# Fundamentals of IW + IPT



## Alerin (Jun 19, 2012)

Hi,

Am new to FreeBSD, I use the version 8.3. What must I do to protect my system right? How well set up IP.Tables? How to disable ping?

Ps. sorry for my poor English. Thanks for any help


----------



## SirDice (Jun 19, 2012)

[thread=4108]Unofficial FreeBSD Security Checklist / Links / Resources[/thread]


----------



## Alerin (Jun 19, 2012)

Thanks for the link.

If I have a vps posed on ubuntu, ubuntu is such protection can vps'a anything for this? (eg IP.Tables and must also do this on a VPS?)

As for IP.Tables, I've heard that it cuts out the enemy and block the ip. For example, blockade of one ip you have to pay the provider if it works on the principle of the interior of the system?


----------



## SirDice (Jun 19, 2012)

IPTables is a Linux thing. Ubuntu is a Linux distribution. FreeBSD is NOT a Linux.

Besides that, I have no idea what you're talking about.


----------



## Alerin (Jun 19, 2012)

If IP.Tables is for linux is there something similar for *Free*BSD?

With regard to http://www.freshports.org/security/denyhosts, where to configure your log files sent to the e-mail?



> Optionally sends an email of newly banned hosts and suspicious logins.


----------



## DutchDaemon (Jun 19, 2012)

All your questions are addressed in the FreeBSD Handbook. Start there: http://www.freebsd.org/doc/en_US.ISO8859-1/books/handbook/


----------

━━━━━━━━━━━━━━━━

(EXERCISE DETAILS) Reproduce the part of the FreeBSD forum thread from "As for IP.Tables, I've" to "of the system?", including both ends, without changing a word.

(ENTRIES SHOWN)
━━━━━━━━━━━━━━━━

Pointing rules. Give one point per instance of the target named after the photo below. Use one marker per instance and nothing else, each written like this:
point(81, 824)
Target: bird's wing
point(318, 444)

━━━━━━━━━━━━━━━━

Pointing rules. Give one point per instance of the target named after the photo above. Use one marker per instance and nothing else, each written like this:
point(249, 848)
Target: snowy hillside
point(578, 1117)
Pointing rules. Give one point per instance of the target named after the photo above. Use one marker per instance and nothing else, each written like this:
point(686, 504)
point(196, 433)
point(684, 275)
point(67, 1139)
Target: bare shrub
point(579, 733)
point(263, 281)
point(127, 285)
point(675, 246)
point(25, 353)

━━━━━━━━━━━━━━━━

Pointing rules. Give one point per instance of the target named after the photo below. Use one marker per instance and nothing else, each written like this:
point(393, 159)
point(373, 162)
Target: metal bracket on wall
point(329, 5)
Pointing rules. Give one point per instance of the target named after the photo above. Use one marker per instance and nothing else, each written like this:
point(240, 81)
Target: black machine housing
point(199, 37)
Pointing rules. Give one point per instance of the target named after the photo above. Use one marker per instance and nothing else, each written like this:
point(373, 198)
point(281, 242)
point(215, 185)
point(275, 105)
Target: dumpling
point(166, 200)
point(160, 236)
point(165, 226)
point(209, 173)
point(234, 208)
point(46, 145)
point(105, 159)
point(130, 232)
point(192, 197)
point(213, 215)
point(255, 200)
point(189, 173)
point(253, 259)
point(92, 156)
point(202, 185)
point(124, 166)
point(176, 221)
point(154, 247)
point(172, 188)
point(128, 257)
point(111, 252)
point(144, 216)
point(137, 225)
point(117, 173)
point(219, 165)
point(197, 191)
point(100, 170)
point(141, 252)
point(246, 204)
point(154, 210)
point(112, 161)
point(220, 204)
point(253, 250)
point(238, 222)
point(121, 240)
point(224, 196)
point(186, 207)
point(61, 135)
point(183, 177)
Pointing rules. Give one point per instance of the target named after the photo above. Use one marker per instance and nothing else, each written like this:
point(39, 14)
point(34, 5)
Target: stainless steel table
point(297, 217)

━━━━━━━━━━━━━━━━

(EXERCISE OUTPUT)
As for IP.Tables, I've heard that it cuts out the enemy and block the ip. For example, blockade of one ip you have to pay the provider if it works on the principle of the interior of the system?